** WHAT THE TASK ASKS **
Repeat all of the data precisely.

[Collection entries]
____
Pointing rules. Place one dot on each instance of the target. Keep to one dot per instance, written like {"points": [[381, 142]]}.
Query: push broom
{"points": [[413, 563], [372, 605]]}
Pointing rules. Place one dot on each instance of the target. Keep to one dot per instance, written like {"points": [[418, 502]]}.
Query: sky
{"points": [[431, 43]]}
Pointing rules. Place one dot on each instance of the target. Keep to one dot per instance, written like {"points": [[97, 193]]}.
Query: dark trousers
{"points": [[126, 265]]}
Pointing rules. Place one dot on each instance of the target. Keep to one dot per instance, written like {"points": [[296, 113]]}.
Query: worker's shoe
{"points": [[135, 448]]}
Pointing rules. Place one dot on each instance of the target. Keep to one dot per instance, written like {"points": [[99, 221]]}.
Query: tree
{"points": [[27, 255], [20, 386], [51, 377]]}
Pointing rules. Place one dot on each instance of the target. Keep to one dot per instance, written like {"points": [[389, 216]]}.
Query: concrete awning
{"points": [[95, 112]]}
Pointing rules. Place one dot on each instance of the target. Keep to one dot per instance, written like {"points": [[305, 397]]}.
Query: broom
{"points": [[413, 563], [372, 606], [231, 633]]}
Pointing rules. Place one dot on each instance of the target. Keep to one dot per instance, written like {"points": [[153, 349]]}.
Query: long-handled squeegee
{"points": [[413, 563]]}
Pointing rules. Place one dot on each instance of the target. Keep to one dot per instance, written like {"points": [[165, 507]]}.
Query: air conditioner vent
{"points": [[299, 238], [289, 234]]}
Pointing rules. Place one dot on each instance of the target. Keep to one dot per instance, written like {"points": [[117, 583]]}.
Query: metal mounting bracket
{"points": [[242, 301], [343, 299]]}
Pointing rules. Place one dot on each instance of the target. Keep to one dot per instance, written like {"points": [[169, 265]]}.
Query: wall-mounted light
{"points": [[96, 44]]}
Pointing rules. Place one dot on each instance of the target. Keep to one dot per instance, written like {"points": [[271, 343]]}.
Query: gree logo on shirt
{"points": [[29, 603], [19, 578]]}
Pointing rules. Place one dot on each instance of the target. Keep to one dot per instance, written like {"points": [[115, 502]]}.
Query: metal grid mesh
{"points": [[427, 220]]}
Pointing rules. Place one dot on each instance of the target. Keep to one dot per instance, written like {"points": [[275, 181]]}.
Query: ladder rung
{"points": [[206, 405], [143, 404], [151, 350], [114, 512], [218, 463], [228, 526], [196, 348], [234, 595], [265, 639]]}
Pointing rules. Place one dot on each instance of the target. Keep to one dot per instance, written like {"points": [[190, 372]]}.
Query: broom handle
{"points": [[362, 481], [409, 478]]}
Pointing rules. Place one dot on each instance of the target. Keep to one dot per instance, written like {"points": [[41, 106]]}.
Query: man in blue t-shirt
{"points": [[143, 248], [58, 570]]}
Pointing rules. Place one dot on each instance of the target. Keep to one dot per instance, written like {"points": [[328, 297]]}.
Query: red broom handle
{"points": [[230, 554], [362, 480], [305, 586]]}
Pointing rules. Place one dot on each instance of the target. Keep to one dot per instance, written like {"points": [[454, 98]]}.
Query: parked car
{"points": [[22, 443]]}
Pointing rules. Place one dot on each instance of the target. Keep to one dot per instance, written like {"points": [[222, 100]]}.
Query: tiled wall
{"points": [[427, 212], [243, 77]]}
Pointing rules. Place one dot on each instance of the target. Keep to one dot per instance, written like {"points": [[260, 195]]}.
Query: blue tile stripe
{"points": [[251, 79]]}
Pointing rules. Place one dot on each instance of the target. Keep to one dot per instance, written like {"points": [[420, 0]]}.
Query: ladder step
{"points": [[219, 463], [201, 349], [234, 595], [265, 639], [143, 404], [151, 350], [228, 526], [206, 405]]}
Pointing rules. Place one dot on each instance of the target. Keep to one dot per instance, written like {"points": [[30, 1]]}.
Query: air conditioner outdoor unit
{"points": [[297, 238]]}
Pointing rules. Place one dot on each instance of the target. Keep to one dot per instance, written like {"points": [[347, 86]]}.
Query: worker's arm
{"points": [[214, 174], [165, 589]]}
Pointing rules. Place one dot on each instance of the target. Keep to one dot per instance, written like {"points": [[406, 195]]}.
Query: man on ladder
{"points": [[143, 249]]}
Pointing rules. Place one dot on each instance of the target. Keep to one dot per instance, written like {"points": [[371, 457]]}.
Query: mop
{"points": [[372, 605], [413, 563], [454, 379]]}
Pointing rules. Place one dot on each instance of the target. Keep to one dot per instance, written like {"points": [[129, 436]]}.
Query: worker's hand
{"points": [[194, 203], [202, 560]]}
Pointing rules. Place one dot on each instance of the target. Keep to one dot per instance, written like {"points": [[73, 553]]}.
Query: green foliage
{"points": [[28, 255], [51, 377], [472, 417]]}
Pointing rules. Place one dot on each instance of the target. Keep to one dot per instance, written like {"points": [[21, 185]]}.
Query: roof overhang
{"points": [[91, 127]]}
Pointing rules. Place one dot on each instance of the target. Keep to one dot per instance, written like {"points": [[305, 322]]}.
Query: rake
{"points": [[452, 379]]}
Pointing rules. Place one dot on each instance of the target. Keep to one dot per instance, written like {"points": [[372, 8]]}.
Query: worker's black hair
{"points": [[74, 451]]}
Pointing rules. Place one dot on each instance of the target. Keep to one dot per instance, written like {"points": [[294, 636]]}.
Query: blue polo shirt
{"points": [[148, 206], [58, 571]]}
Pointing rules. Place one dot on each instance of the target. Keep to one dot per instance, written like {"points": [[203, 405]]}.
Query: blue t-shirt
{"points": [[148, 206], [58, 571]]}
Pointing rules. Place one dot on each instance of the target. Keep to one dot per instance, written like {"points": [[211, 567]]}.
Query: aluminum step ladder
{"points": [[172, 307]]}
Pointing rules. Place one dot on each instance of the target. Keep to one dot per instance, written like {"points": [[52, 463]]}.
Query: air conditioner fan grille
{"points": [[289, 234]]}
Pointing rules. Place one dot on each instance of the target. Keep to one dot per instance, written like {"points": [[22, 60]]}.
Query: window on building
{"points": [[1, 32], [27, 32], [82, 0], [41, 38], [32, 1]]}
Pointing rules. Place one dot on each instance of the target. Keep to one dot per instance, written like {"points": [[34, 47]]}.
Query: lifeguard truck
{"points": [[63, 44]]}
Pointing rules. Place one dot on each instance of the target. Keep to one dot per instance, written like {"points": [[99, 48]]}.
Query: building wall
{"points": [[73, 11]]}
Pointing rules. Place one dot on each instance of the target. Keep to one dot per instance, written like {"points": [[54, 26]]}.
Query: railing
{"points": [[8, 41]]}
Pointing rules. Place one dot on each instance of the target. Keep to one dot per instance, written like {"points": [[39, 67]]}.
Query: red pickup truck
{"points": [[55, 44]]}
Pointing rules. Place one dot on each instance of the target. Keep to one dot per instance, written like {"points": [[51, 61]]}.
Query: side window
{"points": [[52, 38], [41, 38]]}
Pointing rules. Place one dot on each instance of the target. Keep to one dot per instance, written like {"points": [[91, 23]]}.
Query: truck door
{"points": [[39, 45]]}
____
** TASK RESPONSE **
Pointing rules. Place one dot on each instance of the target. Keep to one dot per instance, written like {"points": [[381, 142]]}.
Query: push broom
{"points": [[413, 563], [372, 605]]}
Pointing rules. Place one dot on each instance of the target. Keep to one dot per instance, written like {"points": [[418, 502]]}.
Query: sky
{"points": [[431, 43]]}
Pointing rules. Place one dot on each instance of the target. Keep to one dot per instance, written like {"points": [[97, 193]]}.
Query: dark trousers
{"points": [[126, 265]]}
Pointing rules. Place one dot on each instance of the target. Keep to one dot per instance, written like {"points": [[296, 113]]}.
Query: worker's shoe
{"points": [[135, 448]]}
Pointing rules. Place one dot on each instance of the target. Keep to one dot per instance, written like {"points": [[99, 221]]}.
Query: tree
{"points": [[27, 255], [20, 386], [51, 377]]}
Pointing rules. Place one dot on each instance of the target. Keep to one dot per instance, written like {"points": [[389, 216]]}.
Query: concrete awning
{"points": [[95, 112]]}
Pointing rules. Place one dot on each instance of the target. Keep to one dot per instance, written like {"points": [[305, 397]]}.
Query: broom
{"points": [[413, 563], [372, 606], [231, 633]]}
Pointing rules. Place one dot on each instance of the target. Keep to one dot per instance, written like {"points": [[153, 349]]}.
Query: long-handled squeegee
{"points": [[413, 563]]}
Pointing rules. Place one dot on each instance of the target. Keep to one dot per instance, written like {"points": [[165, 507]]}.
Query: air conditioner vent
{"points": [[299, 238], [289, 234]]}
Pointing rules. Place one dot on each instance of the target. Keep to one dot per instance, written like {"points": [[117, 583]]}.
Query: metal mounting bracket
{"points": [[242, 301], [343, 299]]}
Pointing rules. Place one dot on each instance of the target. Keep to one dot per instance, written like {"points": [[169, 265]]}.
Query: wall-mounted light
{"points": [[96, 44]]}
Pointing rules. Place one dot on each instance of the target. Keep to one dot per instance, written like {"points": [[271, 343]]}.
Query: gree logo on shirt
{"points": [[29, 603], [19, 578]]}
Pointing rules. Place one dot on each instance of the target. Keep to one dot per instance, written like {"points": [[115, 502]]}.
Query: metal grid mesh
{"points": [[427, 220]]}
Pointing rules. Place one dot on each instance of the target. Keep to one dot per instance, written like {"points": [[275, 181]]}.
Query: ladder rung
{"points": [[206, 405], [143, 404], [151, 350], [114, 512], [218, 463], [228, 526], [196, 348], [234, 595], [265, 639]]}
Pointing rules. Place one dot on each instance of the target. Keep to one dot per instance, written like {"points": [[190, 372]]}.
Query: broom handle
{"points": [[362, 481], [409, 478]]}
Pointing rules. Place one dot on each instance of the target. Keep to one dot per instance, written like {"points": [[41, 106]]}.
Query: man in blue t-shirt
{"points": [[143, 248], [58, 570]]}
Pointing rules. Place one dot on each instance of the target. Keep to one dot per instance, written like {"points": [[328, 297]]}.
Query: red broom handle
{"points": [[230, 554], [362, 480], [305, 586]]}
Pointing rules. Place one dot on each instance of the target. Keep to one dot per instance, written like {"points": [[454, 98]]}.
Query: parked car
{"points": [[22, 443]]}
Pointing rules. Place one dot on each instance of the target. Keep to one dot per instance, written like {"points": [[222, 100]]}.
Query: tiled wall
{"points": [[427, 212], [243, 77]]}
Pointing rules. Place one dot on each instance of the target. Keep to one dot per instance, written like {"points": [[260, 195]]}.
Query: blue tile stripe
{"points": [[251, 79]]}
Pointing rules. Place one dot on each instance of the target. Keep to one dot per instance, written like {"points": [[420, 0]]}.
Query: ladder step
{"points": [[219, 463], [201, 349], [234, 595], [265, 639], [143, 404], [151, 350], [228, 526], [206, 405]]}
Pointing rules. Place one dot on each instance of the target. Keep to one dot per instance, written like {"points": [[30, 1]]}.
Query: air conditioner outdoor unit
{"points": [[297, 238]]}
Pointing rules. Place one dot on each instance of the target. Keep to one dot per instance, written like {"points": [[347, 86]]}.
Query: worker's arm
{"points": [[214, 174], [165, 589]]}
Pointing rules. Place one dot on each instance of the target. Keep to one dot per instance, written like {"points": [[406, 195]]}.
Query: man on ladder
{"points": [[143, 249]]}
Pointing rules. Place one dot on each instance of the target. Keep to one dot per instance, written like {"points": [[371, 457]]}.
Query: mop
{"points": [[372, 605], [413, 563], [454, 379]]}
Pointing rules. Place one dot on each instance of the target. Keep to one dot per instance, written like {"points": [[129, 436]]}.
Query: worker's hand
{"points": [[194, 203], [202, 560]]}
Pointing rules. Place one dot on each instance of the target. Keep to one dot per instance, written like {"points": [[73, 553]]}.
Query: green foliage
{"points": [[28, 255], [51, 377], [472, 417]]}
Pointing rules. Place one dot on each instance of the target. Keep to one dot per instance, written like {"points": [[21, 185]]}.
Query: roof overhang
{"points": [[91, 127]]}
Pointing rules. Place one dot on each instance of the target. Keep to one dot per instance, written like {"points": [[305, 322]]}.
Query: rake
{"points": [[452, 379]]}
Pointing rules. Place one dot on each instance of the target. Keep to one dot per instance, written like {"points": [[372, 8]]}.
Query: worker's black hair
{"points": [[74, 451]]}
Pointing rules. Place one dot on each instance of the target. Keep to one dot per instance, written like {"points": [[294, 636]]}.
Query: blue polo shirt
{"points": [[148, 206], [58, 571]]}
Pointing rules. Place one dot on each instance of the target. Keep to one dot per instance, written like {"points": [[203, 405]]}.
Query: blue t-shirt
{"points": [[148, 206], [58, 571]]}
Pointing rules. Place one dot on each instance of the target. Keep to one dot per instance, written like {"points": [[211, 567]]}.
Query: aluminum step ladder
{"points": [[172, 307]]}
Pointing rules. Place one dot on each instance of the target. Keep to one dot per instance, written like {"points": [[52, 463]]}.
Query: air conditioner fan grille
{"points": [[289, 234]]}
Pointing rules. Place one dot on each instance of the target. Keep to one dot per instance, written like {"points": [[22, 60]]}.
Query: window on building
{"points": [[1, 32], [27, 32], [82, 0], [41, 38], [32, 1]]}
Pointing rules. Place one dot on each instance of the target. Keep to one dot per instance, written like {"points": [[34, 47]]}.
Query: lifeguard truck
{"points": [[63, 44]]}
Pointing rules. Place one dot on each instance of the target. Keep to one dot per instance, written like {"points": [[99, 48]]}.
Query: building wall
{"points": [[73, 11]]}
Pointing rules. Place one dot on each instance of the target. Keep to one dot per instance, written like {"points": [[54, 26]]}.
Query: railing
{"points": [[8, 41]]}
Pointing rules. Place one dot on each instance of the target. Keep to one dot per instance, written like {"points": [[39, 67]]}.
Query: red pickup truck
{"points": [[55, 44]]}
Pointing rules. Place one dot on each instance of the target. Keep to one dot per instance, written like {"points": [[51, 61]]}.
Query: side window
{"points": [[52, 38], [41, 38]]}
Pointing rules. Place one dot on each instance of the target. Keep to one dot per instance, written like {"points": [[91, 23]]}.
Query: truck door
{"points": [[39, 45]]}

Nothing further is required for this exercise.